**Given entries**
━━━
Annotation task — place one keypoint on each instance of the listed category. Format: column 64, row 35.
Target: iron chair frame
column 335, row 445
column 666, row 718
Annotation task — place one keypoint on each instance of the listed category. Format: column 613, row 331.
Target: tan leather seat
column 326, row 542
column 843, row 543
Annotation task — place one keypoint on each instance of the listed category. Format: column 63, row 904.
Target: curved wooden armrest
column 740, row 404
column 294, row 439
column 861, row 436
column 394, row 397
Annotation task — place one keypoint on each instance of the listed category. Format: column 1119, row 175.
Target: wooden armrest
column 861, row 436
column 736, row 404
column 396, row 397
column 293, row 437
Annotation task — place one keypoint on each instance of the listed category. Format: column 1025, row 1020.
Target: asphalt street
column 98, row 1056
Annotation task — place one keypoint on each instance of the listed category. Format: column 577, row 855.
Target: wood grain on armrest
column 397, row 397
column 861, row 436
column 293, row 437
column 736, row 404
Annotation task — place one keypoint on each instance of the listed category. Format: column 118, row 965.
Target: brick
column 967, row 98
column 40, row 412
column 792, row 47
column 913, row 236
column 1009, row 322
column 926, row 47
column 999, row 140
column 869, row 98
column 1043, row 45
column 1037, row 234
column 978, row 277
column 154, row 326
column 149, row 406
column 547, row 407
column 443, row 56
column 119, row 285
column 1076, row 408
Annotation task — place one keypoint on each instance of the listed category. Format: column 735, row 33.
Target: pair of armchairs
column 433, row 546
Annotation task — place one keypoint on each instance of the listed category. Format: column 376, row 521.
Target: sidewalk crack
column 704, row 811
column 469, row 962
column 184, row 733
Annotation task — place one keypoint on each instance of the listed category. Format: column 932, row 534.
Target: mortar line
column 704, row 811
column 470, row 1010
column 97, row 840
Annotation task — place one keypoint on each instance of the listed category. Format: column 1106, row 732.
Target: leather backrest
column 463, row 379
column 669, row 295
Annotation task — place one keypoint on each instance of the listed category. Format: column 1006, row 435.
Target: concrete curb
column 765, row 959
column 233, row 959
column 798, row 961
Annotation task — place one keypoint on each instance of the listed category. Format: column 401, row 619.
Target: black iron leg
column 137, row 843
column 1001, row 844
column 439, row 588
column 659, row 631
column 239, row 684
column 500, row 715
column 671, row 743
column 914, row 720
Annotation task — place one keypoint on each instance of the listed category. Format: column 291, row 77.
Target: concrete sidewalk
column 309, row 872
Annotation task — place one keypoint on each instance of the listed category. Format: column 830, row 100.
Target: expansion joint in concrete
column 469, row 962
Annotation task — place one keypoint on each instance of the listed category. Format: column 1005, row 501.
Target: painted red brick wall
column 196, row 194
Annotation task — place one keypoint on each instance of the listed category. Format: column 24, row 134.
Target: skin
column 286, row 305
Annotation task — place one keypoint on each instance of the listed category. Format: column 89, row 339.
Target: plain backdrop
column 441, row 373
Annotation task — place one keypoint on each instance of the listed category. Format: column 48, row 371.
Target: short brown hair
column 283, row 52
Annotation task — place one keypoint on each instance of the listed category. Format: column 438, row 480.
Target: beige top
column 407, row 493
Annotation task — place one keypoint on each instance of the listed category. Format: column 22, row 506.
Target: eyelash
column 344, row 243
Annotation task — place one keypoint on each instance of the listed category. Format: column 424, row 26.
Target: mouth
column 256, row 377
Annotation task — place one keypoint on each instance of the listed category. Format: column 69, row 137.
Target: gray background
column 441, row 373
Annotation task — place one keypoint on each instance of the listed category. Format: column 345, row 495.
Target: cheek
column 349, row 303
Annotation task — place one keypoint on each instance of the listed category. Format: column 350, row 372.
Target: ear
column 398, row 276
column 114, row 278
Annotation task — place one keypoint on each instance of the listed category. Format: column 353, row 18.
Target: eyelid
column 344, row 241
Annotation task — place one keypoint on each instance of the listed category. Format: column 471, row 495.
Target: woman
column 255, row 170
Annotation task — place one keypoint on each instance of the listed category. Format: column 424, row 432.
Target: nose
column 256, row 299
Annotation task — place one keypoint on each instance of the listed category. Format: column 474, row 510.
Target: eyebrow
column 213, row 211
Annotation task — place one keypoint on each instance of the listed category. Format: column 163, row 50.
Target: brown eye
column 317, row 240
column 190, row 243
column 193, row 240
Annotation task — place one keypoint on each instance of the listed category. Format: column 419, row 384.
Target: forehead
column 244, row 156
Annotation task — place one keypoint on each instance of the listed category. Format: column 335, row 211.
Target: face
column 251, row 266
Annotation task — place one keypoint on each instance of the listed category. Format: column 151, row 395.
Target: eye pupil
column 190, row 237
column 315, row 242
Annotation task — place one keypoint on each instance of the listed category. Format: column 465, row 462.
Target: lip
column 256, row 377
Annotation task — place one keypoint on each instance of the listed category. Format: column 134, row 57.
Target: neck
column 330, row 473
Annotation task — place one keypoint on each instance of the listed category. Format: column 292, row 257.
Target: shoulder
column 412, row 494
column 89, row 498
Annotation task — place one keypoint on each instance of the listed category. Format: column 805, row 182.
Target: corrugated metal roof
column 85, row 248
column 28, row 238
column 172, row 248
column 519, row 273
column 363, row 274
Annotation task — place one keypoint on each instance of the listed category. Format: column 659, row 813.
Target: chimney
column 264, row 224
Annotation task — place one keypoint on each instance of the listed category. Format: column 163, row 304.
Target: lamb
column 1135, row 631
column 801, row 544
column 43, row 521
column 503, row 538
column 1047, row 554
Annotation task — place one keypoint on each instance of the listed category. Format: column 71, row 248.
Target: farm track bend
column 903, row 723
━━━
**Exercise**
Using the data above, reproduce exactly the lines between those holding "Target: eyebrow" and "805, row 182.", inclusive, and no others.

**The completed task**
Target: eyebrow
column 213, row 211
Annotation task — place one keypoint on each instance of the listed category. Format: column 163, row 50.
Target: brown eye
column 317, row 240
column 190, row 243
column 193, row 240
Annotation task — place one keypoint on each instance of the listed category. Format: column 419, row 384.
Target: forehead
column 244, row 156
Annotation task — place one keypoint on each instance of the listed category. Format: column 335, row 211.
Target: face
column 251, row 266
Annotation task — place one keypoint on each instance of the listed category. Format: column 151, row 395.
Target: eye pupil
column 190, row 237
column 315, row 242
Annotation task — place one keypoint on each instance of the listed category. Format: column 465, row 462.
Target: lip
column 256, row 377
Annotation task — place one keypoint on each instance of the listed category. Format: column 134, row 57.
Target: neck
column 330, row 473
Annotation task — place one keypoint on each instance of the listed category. Format: column 292, row 257.
Target: shoulder
column 412, row 494
column 89, row 498
Annotation task — place one keypoint on each instance of the listed category. Format: column 805, row 182.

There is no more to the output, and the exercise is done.